* **REQUIRED WORK**
[A] Write out the passage of the article on Evans Africa Gabula from "The States Union castigated" to "a death sentence.", word for word.
[B] Extend the article on Evans Africa Gabula, beginning right after its final sentence.

* **GIVEN PASSAGE**
## start

Gabula: The ex-convict who founded formal education in Luzira prison

Evans Africa Gabula poses with his mother. Photo by Alex Esagala

What you need to know:

  • School of hard knocks. Evans Africa Gabula once a prisoner on death row, decided to start formal education in the confines of Luzira Prison. This inmates’ school project is a major rehabilitation tool everyone proudly associates with, writes Abdul-Nasser Ssemugabi.

On October 17, 2013, Evans Africa Gabula finally left Luzira Maximum Security Prison after nearly 27 years of incarceration. The ex-death row prisoner had not only regained his long lost freedom, but also left a great legacy which had already leaped over that giant, heavily guarded prison gate to touch thousands of inmates’ lives across the country.
As a teenager battling treason charges, Gabula, now 47, founded formal education in Luzira Prison in 1988, at a time “when even possessing a pen outside referral offices was illegal.” Now, having survived administrative and logistical obstacles, the inmates’ school project is a major rehabilitation tool everyone proudly associates with.

Courting trouble
Before his ordeal, Gabula was an ambitious student at Busoga College-Mwiri. In 1984, then in Senior Five, his essay: “Under Development In Africa: a Case Of False Economics,” captured BBC’s attention. He presented it at the Bush House in London, winning £300, among other gifts.
At the All-Africa Universities Summit at Lake Victoria Hotel in Entebbe, in 1985, Gabula propagated his ideology of a unified Africa as the only solution to Africa’s underdevelopment.
He and other delegates conceived the idea of forming the States Union of Africa with the cardinal purpose of sensitising the common man on the need for a unified Africa and an African solution to African problems.
Gabula took this socio-economic gospel to several universities in Africa and USA. At Stratford University in Virginia in 1986, the Black Caucus raised $5m to the cause.
The States Union castigated the “borrowed ideologies” of capitalism and communism and preached Ubuntuism.
“We believed in economic growth based on massive investment in research, agriculture, mining, construction and manufacturing,” Gabula explains. They planned to establish research centres in different member states.
From USA, Gabula brought the $5m in form of traveller’s cheques. By then, foreign currency was restricted in Uganda. On the advice of the central bank governor, Gabula drafted a proposal on how to invest the money.
The governor approved it and referred him to the Internal Security Organisation. Lieutenant Godfrey Kamukama was “excited” by the project but Gabula later learnt he had kissed a poisoned chalice. This premiered jail series, conviction and eventually, a death sentence.

The arrest
On January 3, 1987, Lt Kamukama arrested Gabula with cheques worth $1.27m, for illegal possession of controlled currency.
“When he couldn’t sustain the charge, he accused me of compromising security and treason that I had wanted to bribe him so that I could access state secrets,” Gabula narrates his ordeal.

## end

* **EXTRACTED MATERIAL**
## start

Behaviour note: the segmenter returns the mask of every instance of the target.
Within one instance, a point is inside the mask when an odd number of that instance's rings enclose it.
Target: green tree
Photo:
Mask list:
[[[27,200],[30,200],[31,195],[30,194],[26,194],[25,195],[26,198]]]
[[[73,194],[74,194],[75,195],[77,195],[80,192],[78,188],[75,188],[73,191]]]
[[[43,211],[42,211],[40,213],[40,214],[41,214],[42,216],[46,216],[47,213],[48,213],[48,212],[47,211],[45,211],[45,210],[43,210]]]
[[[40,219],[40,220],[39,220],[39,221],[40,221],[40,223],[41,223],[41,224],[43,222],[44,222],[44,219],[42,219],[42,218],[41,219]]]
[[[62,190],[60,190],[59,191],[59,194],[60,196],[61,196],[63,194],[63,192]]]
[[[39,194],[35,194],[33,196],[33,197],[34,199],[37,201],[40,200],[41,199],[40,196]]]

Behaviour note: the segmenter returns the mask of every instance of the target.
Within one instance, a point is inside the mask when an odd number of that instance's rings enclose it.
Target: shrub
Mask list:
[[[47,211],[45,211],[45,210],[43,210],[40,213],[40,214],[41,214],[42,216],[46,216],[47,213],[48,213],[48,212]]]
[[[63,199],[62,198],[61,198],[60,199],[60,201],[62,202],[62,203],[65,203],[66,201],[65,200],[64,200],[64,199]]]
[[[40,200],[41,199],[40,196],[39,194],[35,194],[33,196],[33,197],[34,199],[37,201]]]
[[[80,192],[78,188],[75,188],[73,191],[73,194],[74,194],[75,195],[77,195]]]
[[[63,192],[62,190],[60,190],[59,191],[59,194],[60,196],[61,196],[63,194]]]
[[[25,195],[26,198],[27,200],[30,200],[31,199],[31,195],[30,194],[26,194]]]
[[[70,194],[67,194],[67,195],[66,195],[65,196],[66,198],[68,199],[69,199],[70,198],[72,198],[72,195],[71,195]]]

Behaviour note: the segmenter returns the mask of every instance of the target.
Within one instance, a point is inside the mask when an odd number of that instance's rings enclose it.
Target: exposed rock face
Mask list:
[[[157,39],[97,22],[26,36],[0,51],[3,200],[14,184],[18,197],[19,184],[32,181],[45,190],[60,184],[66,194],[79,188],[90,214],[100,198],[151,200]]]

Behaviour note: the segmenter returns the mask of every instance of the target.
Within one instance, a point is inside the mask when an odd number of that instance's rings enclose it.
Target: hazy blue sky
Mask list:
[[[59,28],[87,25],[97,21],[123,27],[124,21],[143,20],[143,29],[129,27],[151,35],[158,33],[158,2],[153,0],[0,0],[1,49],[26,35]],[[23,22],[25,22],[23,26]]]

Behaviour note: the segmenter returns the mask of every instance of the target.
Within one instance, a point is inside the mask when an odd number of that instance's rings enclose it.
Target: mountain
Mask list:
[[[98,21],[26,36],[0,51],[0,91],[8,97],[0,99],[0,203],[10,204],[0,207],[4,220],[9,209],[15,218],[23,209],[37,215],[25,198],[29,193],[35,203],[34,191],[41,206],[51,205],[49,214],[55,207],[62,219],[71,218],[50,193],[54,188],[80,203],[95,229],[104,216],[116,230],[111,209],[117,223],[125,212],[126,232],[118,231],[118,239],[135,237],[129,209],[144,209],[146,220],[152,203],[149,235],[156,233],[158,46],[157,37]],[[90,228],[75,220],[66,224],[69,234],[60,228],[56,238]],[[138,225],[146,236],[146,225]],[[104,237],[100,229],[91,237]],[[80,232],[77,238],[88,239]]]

## end
## start

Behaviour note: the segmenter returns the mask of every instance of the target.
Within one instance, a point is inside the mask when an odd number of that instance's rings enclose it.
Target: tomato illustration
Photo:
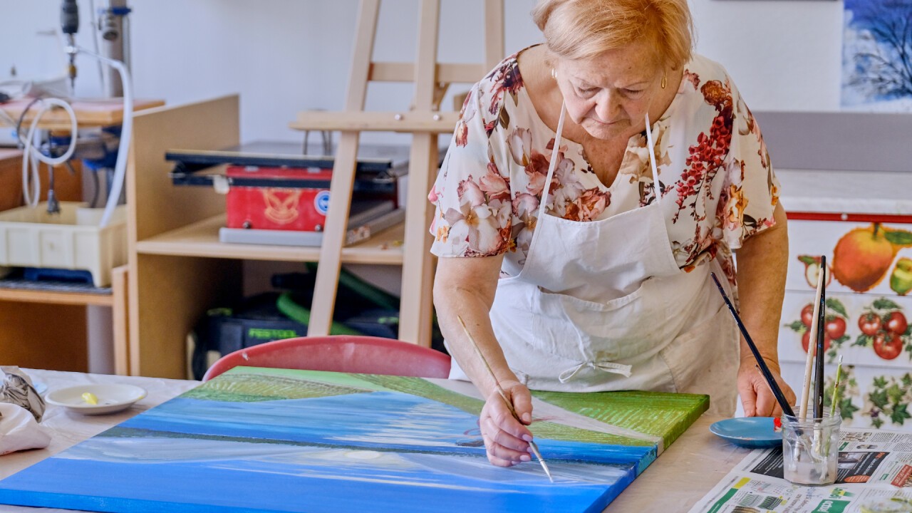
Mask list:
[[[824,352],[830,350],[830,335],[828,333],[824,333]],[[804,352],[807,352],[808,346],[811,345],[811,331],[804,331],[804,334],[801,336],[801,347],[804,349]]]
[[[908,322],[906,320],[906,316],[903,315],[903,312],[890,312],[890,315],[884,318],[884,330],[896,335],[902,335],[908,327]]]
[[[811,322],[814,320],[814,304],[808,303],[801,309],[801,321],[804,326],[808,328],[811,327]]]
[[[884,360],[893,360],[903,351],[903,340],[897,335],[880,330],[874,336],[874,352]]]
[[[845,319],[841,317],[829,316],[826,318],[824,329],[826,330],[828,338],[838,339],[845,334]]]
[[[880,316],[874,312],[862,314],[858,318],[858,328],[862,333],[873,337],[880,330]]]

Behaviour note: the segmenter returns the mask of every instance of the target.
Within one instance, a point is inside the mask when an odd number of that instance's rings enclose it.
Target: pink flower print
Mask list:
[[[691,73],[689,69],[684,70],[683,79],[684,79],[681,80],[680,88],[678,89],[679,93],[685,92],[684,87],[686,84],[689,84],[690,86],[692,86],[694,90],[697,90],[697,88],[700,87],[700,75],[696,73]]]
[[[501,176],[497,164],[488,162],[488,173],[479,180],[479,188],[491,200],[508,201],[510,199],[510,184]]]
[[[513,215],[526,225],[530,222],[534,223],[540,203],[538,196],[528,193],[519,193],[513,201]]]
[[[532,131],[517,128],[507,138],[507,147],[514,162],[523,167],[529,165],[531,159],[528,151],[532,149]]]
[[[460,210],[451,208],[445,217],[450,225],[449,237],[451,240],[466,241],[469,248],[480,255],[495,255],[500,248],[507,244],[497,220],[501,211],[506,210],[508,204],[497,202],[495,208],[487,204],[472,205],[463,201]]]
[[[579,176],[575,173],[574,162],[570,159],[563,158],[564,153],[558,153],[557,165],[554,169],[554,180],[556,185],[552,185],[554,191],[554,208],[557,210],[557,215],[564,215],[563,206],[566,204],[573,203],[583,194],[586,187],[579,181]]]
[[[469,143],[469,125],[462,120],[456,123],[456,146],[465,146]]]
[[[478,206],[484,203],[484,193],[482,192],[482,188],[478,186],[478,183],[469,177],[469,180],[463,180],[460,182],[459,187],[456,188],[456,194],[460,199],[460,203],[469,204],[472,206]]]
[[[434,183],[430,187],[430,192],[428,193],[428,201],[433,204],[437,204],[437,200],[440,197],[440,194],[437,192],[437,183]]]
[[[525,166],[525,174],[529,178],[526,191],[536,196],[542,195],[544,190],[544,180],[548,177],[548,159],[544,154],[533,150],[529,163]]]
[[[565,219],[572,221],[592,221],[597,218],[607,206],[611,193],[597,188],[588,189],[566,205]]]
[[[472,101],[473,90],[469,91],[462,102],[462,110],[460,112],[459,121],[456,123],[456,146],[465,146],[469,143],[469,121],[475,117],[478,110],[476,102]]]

## end
## start

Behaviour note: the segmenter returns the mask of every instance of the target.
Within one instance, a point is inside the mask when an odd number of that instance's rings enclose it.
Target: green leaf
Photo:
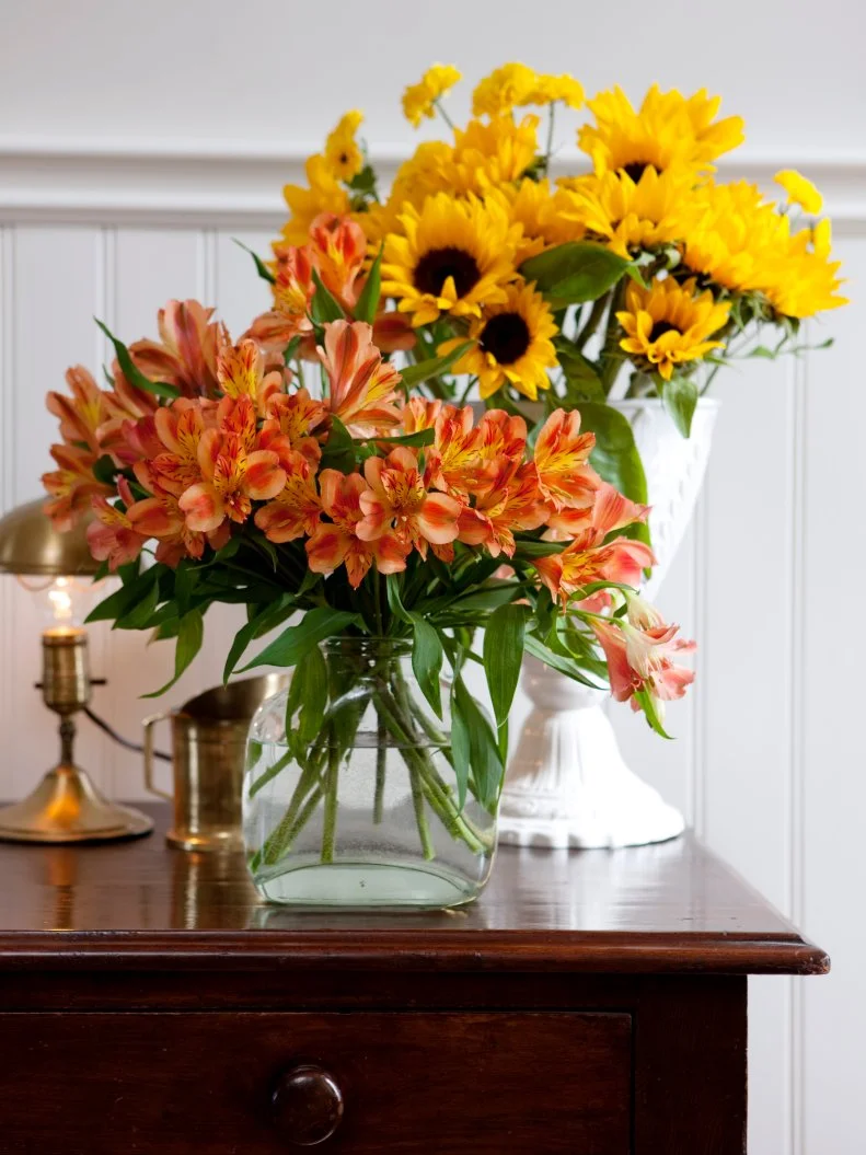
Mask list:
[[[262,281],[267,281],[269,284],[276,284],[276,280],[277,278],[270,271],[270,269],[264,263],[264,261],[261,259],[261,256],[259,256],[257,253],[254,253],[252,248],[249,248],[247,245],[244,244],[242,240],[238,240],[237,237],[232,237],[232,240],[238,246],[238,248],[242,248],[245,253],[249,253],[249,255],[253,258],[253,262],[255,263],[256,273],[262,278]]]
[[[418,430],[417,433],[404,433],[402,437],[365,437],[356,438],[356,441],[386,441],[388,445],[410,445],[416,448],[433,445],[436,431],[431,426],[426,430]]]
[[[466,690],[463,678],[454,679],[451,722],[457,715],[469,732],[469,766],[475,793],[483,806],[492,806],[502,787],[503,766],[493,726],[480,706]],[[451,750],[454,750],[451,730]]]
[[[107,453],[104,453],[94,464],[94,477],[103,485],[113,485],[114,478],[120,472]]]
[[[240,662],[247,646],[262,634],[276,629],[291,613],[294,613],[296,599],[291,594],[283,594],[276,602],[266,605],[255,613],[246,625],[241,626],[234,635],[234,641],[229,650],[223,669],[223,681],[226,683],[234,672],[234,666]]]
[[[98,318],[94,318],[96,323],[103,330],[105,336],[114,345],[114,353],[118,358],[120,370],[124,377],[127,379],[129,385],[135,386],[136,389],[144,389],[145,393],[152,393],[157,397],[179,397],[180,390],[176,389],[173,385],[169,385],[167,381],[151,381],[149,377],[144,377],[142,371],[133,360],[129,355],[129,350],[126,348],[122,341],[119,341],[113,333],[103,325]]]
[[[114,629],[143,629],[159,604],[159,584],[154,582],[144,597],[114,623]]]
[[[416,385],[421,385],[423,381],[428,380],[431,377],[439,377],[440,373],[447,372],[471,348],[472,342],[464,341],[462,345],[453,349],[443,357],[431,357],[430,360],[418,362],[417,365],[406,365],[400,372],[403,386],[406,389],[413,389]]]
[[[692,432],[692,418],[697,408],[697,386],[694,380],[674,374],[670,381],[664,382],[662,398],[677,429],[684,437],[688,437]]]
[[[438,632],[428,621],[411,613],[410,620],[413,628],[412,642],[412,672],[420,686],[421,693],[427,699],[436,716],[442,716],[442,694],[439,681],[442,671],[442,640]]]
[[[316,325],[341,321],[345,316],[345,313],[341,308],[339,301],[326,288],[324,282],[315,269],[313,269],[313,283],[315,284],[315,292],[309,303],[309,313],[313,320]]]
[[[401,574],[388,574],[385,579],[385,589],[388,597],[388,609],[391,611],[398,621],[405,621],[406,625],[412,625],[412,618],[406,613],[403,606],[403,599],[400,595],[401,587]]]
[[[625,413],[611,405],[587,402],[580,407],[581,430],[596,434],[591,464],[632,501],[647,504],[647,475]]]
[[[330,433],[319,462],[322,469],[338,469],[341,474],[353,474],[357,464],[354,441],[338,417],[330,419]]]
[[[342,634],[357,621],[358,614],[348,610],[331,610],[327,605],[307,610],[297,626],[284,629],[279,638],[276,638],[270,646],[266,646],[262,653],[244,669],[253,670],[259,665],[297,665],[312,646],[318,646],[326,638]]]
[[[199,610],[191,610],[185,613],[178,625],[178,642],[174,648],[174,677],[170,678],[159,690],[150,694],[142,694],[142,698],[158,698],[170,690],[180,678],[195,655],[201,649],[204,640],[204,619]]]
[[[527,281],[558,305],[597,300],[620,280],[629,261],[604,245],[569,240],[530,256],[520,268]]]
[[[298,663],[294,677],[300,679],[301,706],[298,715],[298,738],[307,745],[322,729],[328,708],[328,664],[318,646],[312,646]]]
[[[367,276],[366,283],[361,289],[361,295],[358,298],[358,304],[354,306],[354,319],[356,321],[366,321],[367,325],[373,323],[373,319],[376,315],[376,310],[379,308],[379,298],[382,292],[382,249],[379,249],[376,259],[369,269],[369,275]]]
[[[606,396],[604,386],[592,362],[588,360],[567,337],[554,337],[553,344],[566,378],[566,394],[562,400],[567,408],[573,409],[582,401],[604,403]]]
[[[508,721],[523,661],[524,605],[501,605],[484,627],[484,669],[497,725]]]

## end

* **WRITTEN RESPONSES**
[A]
The States Union castigated the “borrowed ideologies” of capitalism and communism and preached Ubuntuism.
“We believed in economic growth based on massive investment in research, agriculture, mining, construction and manufacturing,” Gabula explains. They planned to establish research centres in different member states.
From USA, Gabula brought the $5m in form of traveller’s cheques. By then, foreign currency was restricted in Uganda. On the advice of the central bank governor, Gabula drafted a proposal on how to invest the money.
The governor approved it and referred him to the Internal Security Organisation. Lieutenant Godfrey Kamukama was “excited” by the project but Gabula later learnt he had kissed a poisoned chalice. This premiered jail series, conviction and eventually, a death sentence.

[B]
Thrice, court acquitted Gabula; but Kamukama, who only produced $10,000 as exhibit, rearrested him on all occasions. Even when the military court at Lubiri Barracks dismissed the case in 1987, Lt Kamukama rearrested Gabula, and added him to a file of 20 treason suspects in Jinja.
Under grave torture at Gaddafi Barracks, Jinja, Gabula was coerced to confess having participated in rebel activities with 22 others—whom he had actually seen for the first time in prison. “What do you do when a 3kgs load is suspended on your testicles; you are whipped every day; denied food and see others die of the same torture? I had to confess to survive,” Gabula explains.
Strangely, Gabula was the only one convicted of treason and sentenced to death in 1993. After a futile appeal, he was to suffer harrowing days and nights on death row, awaiting execution.

Founding the school
Amid protracted legal battles Gabula needed something to distract him.
On his arrest, he was a beginner at Makerere University, but he had much to offer to inmates at Luzira. “About 98 per cent of the inmates were illiterate, so I had to help them,” Gabula says.
In 1988, he pioneered the adult literacy programme, teaching inmates at primary level.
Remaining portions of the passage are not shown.